(TRECHO DO DOCUMENTO):
▬▬▬▬▬▬▬▬▬▬
Abuso sexual contra crianças e adolescentes: a violência silenciosa - por Alessandra Buarque

 


por Alessandra Buarque, Integrante do Fórum de Mulheres Espíritas do IFEHP Instituto de Filosofia Espírita Herculano Pires. @forummulheresifehp @ifehpherculanopires

Asas de borboleta

 “Era apenas uma menina que pensava que um dia criaria asas como a borboleta e voaria.

Corria, pulava, sorria ... como sorria.

Acreditava que o mundo era só alegria acreditava que a maldade não existia.

Via em cada gesto apenas simpatia. Olhares ruins, pessoas que ameaçavam a inocência eram fantasia.

Até que um dia descobriu, de uma só vez, que a dor e angústia eram mais que notícias de televisão e em sua vida tudo mudou.

O céu mudara de cor, já não via mais o seu azul radiante, mas o cinza sem brilho e calor.

A dor da lembrança doía, o corpo doía. Pensava se aquilo seria mentira, mas a verdade lhe dizia: - Aconteceu...

A sensação de estar suja lhe acompanhava noite e dia.:

Ele não deveria...Invadir assim a sua inocência... Como um simples brinquedo. Ousar fazer da menina uma boneca dilacerada.

Não conseguia mais sorrir ou cantar. Toda a sua alegria transformada em tristeza profunda. Lembrava das frases:

- Não conte, não conte. Este é o nosso segredinho. Se você contar eu negarei e não acreditarão em você. Muitas coisas ruins vão acontecer. Passou a andar cabisbaixa, se isolava; se alguém lhe abordava saia.

Não se entrosava e sofria. A dor machucava e ela sozinha.

Muitos perguntavam o que havia, mas ela mesma não entendia, apenas lembrava e sofria.

Não dormia, sonhava com os momentos passados. Acordava em prantos e ninguém entendia. Tinha medo, muito medo.
▬▬▬▬▬▬▬▬▬▬
(DADOS FORNECIDOS):
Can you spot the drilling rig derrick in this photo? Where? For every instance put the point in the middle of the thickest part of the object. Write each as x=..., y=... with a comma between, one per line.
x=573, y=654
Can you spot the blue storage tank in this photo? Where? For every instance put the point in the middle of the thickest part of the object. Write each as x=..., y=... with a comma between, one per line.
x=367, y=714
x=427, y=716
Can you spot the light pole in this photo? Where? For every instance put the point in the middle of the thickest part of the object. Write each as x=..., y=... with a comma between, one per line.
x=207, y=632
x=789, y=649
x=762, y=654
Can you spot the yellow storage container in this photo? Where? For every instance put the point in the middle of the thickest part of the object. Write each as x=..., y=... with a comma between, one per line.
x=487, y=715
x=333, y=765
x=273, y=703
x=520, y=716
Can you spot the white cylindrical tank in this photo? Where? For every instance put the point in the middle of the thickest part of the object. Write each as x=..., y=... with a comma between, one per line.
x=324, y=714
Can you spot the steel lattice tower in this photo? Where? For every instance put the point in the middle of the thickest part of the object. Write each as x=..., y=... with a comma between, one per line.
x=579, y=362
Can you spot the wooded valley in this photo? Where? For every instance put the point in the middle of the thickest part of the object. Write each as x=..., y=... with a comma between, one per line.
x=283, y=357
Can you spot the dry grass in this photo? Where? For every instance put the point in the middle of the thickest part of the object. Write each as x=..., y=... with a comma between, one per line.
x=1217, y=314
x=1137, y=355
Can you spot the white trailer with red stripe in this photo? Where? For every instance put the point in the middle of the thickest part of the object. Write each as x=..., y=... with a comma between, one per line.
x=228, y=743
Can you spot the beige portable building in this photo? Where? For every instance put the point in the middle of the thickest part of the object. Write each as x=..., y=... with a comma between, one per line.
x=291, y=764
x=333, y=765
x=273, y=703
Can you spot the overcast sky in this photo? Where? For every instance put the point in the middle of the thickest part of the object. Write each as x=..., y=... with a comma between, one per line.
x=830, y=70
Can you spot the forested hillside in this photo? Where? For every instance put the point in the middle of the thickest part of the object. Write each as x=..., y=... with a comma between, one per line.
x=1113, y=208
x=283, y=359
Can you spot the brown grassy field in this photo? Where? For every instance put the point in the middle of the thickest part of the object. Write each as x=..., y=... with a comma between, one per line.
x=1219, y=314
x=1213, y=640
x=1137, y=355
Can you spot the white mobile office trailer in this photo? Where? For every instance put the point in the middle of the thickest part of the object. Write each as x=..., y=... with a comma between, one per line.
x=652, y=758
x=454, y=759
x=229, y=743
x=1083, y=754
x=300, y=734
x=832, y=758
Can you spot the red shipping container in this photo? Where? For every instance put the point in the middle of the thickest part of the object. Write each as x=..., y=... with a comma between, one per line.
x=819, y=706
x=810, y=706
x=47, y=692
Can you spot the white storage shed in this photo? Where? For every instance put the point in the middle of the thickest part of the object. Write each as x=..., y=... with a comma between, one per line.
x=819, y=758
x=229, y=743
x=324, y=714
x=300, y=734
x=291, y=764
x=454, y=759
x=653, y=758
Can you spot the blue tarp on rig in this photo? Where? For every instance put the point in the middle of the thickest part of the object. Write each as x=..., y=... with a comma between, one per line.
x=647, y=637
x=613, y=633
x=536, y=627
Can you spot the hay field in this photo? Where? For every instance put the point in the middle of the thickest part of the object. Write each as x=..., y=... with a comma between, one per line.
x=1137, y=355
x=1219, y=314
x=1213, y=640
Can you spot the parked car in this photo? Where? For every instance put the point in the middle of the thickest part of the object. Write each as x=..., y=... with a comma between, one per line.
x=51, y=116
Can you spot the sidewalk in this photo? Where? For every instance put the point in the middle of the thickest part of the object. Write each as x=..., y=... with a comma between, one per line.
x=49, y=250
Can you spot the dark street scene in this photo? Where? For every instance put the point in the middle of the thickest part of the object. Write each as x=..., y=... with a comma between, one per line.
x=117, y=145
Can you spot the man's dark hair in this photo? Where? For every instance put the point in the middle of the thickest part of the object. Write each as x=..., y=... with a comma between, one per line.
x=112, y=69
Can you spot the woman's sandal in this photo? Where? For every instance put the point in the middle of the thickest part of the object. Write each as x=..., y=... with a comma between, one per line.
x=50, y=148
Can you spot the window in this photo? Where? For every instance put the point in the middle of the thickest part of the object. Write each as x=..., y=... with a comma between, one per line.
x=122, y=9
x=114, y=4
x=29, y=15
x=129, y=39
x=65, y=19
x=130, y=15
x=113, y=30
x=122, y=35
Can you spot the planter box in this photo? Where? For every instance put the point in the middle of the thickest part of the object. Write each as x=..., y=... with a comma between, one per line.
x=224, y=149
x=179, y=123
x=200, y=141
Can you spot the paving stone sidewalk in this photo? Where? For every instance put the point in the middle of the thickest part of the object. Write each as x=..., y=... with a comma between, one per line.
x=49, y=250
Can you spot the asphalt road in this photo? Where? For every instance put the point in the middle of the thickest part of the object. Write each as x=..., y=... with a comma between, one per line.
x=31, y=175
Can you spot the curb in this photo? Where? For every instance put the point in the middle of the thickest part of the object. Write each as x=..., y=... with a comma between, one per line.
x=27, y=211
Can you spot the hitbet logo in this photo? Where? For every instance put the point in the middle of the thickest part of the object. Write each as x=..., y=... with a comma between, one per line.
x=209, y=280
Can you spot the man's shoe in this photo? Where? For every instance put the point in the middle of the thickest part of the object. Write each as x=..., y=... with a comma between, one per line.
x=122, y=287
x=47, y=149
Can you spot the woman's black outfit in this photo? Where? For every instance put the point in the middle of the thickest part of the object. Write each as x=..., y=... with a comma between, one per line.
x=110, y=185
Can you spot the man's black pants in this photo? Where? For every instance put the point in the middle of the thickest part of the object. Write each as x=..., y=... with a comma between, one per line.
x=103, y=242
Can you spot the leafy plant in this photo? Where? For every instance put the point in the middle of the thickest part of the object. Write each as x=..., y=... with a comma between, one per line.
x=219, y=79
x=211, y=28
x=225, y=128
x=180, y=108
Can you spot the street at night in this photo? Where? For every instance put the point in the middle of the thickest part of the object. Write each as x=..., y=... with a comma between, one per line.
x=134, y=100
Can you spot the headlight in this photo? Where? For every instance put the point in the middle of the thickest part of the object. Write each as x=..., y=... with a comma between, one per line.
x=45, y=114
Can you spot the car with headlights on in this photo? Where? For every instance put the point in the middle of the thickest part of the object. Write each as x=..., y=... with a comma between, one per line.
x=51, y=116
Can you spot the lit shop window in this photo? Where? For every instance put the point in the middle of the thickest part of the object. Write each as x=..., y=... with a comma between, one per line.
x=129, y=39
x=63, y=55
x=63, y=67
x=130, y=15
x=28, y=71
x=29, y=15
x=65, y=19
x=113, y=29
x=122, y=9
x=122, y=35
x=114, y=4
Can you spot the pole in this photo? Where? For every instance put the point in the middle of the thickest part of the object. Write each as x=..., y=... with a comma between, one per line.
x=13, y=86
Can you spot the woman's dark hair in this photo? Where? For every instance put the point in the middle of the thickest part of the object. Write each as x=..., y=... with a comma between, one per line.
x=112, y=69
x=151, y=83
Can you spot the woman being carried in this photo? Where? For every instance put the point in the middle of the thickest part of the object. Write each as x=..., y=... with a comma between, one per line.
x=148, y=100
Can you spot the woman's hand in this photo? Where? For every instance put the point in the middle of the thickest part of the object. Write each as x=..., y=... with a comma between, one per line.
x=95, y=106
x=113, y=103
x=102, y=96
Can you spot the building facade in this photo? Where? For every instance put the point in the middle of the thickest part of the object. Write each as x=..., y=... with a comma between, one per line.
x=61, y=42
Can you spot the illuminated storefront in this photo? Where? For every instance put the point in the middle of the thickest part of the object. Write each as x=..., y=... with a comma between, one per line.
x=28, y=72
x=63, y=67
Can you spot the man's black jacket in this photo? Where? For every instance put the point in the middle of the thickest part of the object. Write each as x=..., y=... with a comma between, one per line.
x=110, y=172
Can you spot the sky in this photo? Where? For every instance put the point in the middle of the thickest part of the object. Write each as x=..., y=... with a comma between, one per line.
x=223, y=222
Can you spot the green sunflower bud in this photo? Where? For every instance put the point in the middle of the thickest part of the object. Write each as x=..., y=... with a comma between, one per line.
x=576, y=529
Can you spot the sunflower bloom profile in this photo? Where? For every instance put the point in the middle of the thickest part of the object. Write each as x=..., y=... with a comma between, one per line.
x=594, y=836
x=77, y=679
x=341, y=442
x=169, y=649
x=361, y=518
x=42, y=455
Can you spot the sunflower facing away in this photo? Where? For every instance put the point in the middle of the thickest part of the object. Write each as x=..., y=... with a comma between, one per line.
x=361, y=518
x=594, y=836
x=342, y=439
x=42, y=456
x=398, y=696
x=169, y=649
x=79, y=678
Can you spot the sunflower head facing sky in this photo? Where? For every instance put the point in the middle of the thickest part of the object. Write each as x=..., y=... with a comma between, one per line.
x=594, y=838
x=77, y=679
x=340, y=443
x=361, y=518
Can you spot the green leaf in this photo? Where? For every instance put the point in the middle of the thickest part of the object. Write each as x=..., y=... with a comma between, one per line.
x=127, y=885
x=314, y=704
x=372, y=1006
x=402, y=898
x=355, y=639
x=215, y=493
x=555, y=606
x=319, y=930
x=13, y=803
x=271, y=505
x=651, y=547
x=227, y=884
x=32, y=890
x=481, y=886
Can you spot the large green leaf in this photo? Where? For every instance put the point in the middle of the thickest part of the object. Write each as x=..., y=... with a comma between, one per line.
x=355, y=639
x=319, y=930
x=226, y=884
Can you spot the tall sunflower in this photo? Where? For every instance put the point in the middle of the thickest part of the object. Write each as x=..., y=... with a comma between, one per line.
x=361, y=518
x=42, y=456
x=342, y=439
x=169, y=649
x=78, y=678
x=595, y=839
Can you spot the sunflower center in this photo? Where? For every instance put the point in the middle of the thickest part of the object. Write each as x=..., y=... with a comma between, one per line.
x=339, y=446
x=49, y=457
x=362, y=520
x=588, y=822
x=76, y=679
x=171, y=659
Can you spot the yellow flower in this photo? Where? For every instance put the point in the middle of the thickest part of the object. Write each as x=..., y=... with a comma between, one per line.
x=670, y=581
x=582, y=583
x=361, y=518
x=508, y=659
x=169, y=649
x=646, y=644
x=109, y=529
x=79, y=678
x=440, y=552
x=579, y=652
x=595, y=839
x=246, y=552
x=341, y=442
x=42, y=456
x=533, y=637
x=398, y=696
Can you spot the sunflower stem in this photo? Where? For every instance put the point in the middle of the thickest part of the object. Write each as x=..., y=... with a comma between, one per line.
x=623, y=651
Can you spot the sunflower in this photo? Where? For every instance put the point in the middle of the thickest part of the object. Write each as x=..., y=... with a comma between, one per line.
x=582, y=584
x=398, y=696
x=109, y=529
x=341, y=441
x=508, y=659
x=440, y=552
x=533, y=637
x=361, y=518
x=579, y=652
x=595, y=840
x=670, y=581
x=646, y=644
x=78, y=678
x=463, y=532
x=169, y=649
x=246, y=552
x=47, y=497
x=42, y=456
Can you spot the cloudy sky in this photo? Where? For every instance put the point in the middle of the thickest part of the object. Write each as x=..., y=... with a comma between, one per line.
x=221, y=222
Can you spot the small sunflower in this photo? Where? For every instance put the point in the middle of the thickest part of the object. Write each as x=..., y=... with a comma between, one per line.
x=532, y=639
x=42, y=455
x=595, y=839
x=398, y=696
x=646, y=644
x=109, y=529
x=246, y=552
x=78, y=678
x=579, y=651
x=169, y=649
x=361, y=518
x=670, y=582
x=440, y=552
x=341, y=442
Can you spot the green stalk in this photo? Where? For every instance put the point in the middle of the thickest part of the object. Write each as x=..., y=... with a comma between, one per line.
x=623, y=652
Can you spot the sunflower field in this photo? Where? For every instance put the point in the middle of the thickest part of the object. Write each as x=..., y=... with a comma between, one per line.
▬▬▬▬▬▬▬▬▬▬
(TAREFAS E EXERCÍCIOS):
**a)** Traduza para o inglês esta frase do texto sobre abuso sexual contra crianças: "O céu mudara de cor, já não via mais o seu azul radiante, mas o cinza sem brilho e calor."
**b)** Dê continuidade ao texto sobre abuso sexual contra crianças a partir da última frase apresentada, mantendo o mesmo estilo.

(RESPOSTAS POR TAREFA):
**a)** The sky had changed color; she no longer saw its radiant blue, only a gray without shine or warmth.

**b)**
Recordava aquelas mãos invadindo mais que seu corpo, o seu eu. Afeto e raiva se misturavam. não sabia o que sentir por alguém que um dia amou e fora capaz de violentar sua alma.

Quando estava pensava, pensava... Lembrava. Um dia contou, mas não acreditaram; essa dor foi mais forte, quase sucumbiu. Não vivia, sobrevivia.

À escola ia sem ver o que se passava, como alguém cuja vida escapava pelas lembranças e pela dor.

Um dia, porém, alguém a viu, não com os olhos que se todos os dias, mas com os olhos de quem enxerga além. Quem lhe enxergou também acreditou na força do abraço e abraçou.

Aquele abraço tocou fundo e ela falou. Dessa vez foi diferente, a verdade apareceu. Ela que pensava que estava sozinha descobriu que outros marcados pelo sofrimento como o seu, todos com a marca da dor.

Ela descobre ainda que as marcas ficam, mas, a vida, ah! A vida pode recomeçar. Poderia até abrir as asas da esperança e reaprender a voar.”

*Valéria Amâncio.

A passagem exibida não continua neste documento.